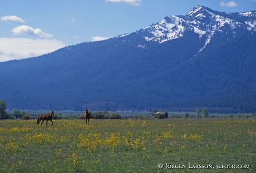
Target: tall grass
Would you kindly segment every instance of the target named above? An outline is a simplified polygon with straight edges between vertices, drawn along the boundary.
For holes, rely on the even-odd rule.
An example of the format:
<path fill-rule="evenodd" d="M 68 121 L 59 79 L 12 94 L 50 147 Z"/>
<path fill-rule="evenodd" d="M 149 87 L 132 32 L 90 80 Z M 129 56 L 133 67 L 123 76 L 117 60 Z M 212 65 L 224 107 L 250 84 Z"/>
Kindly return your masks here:
<path fill-rule="evenodd" d="M 0 121 L 1 172 L 256 172 L 256 120 Z M 163 169 L 157 167 L 162 163 Z M 186 168 L 168 168 L 168 164 Z M 214 169 L 188 168 L 189 164 Z M 247 165 L 220 169 L 216 165 Z M 248 167 L 247 167 L 248 168 Z"/>

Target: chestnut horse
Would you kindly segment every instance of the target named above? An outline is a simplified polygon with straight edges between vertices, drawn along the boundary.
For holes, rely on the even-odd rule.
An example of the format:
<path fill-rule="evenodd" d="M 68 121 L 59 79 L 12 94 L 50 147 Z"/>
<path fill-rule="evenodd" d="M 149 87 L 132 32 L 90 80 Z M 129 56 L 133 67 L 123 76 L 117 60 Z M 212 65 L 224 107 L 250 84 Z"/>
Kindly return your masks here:
<path fill-rule="evenodd" d="M 37 118 L 37 124 L 39 125 L 39 123 L 40 122 L 41 120 L 43 120 L 43 121 L 42 121 L 42 123 L 41 124 L 41 125 L 42 126 L 43 121 L 45 121 L 45 120 L 46 120 L 46 126 L 47 126 L 47 122 L 48 122 L 48 121 L 49 120 L 52 122 L 52 126 L 53 125 L 53 122 L 52 122 L 52 121 L 53 116 L 54 116 L 53 111 L 52 111 L 51 112 L 48 113 L 47 114 L 40 115 L 40 116 L 38 116 L 38 118 Z"/>
<path fill-rule="evenodd" d="M 85 108 L 85 123 L 87 124 L 88 120 L 88 125 L 89 125 L 90 118 L 91 118 L 91 113 L 88 112 L 88 109 L 87 107 Z"/>

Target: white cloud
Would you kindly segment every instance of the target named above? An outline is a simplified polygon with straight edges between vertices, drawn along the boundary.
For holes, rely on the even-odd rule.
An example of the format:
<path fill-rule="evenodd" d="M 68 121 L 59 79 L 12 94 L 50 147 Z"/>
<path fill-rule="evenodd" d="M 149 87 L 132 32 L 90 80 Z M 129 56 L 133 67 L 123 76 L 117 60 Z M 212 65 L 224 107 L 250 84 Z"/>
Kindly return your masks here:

··········

*WHAT THE TASK ASKS*.
Rewrite all the records above as a numbered list, one line per item, omitting blank lines and the pictures.

*ANSWER IN FULL*.
1. Target: tall grass
2. Would you kindly segment every instance of the target named above? An outline is a simplified polygon with straight edges between vertices, drawn along the boundary.
3. For holes, rely on the even-odd rule.
4. An example of the format:
5. <path fill-rule="evenodd" d="M 68 121 L 59 79 L 12 94 L 50 147 Z"/>
6. <path fill-rule="evenodd" d="M 149 87 L 132 32 L 90 80 Z M 129 56 L 133 67 L 123 76 L 117 60 Z M 212 65 L 224 107 L 250 84 Z"/>
7. Kindly return your masks here:
8. <path fill-rule="evenodd" d="M 0 121 L 1 172 L 256 172 L 256 120 Z M 163 169 L 157 167 L 162 163 Z M 186 168 L 168 168 L 168 164 Z M 214 169 L 188 168 L 189 164 Z M 247 165 L 220 169 L 216 165 Z M 248 167 L 247 167 L 248 168 Z"/>
9. Target: chestnut horse
10. Would you kindly segment every instance of the target named above? An outline is a simplified polygon with straight edges between vertices, drawn along the boundary.
11. For holes, rely on the even-odd rule.
12. An example of the format:
13. <path fill-rule="evenodd" d="M 68 121 L 59 79 L 12 94 L 50 147 Z"/>
14. <path fill-rule="evenodd" d="M 149 87 L 132 32 L 90 80 Z M 129 56 L 133 67 L 123 76 L 117 60 Z M 212 65 L 224 107 L 250 84 Z"/>
15. Kindly return your masks here:
16. <path fill-rule="evenodd" d="M 37 118 L 37 124 L 39 125 L 39 123 L 40 122 L 41 120 L 43 120 L 43 121 L 42 121 L 42 123 L 41 124 L 41 125 L 42 126 L 43 121 L 45 121 L 45 120 L 46 120 L 46 126 L 47 126 L 47 122 L 48 122 L 48 121 L 49 120 L 52 122 L 52 126 L 53 125 L 53 122 L 52 122 L 52 121 L 53 116 L 54 116 L 53 111 L 52 111 L 51 112 L 48 113 L 47 114 L 40 115 L 40 116 L 38 116 L 38 118 Z"/>
17. <path fill-rule="evenodd" d="M 85 108 L 85 123 L 87 124 L 88 120 L 88 125 L 89 125 L 90 118 L 91 118 L 91 113 L 88 112 L 88 109 L 87 107 Z"/>
18. Target: white cloud
19. Would you kindly segment every instance of the target named above? An outline is a simplified polygon with straight edges between vertices, drawn along the boundary.
20. For holes, rely on the even-odd rule.
21. An example of the format:
22. <path fill-rule="evenodd" d="M 68 121 L 59 79 L 12 94 L 50 147 Z"/>
23. <path fill-rule="evenodd" d="M 149 87 L 132 32 L 90 80 Z M 129 56 L 133 67 L 123 76 L 117 60 Z M 212 65 L 224 107 L 250 84 Z"/>
24. Kindly return your masks here:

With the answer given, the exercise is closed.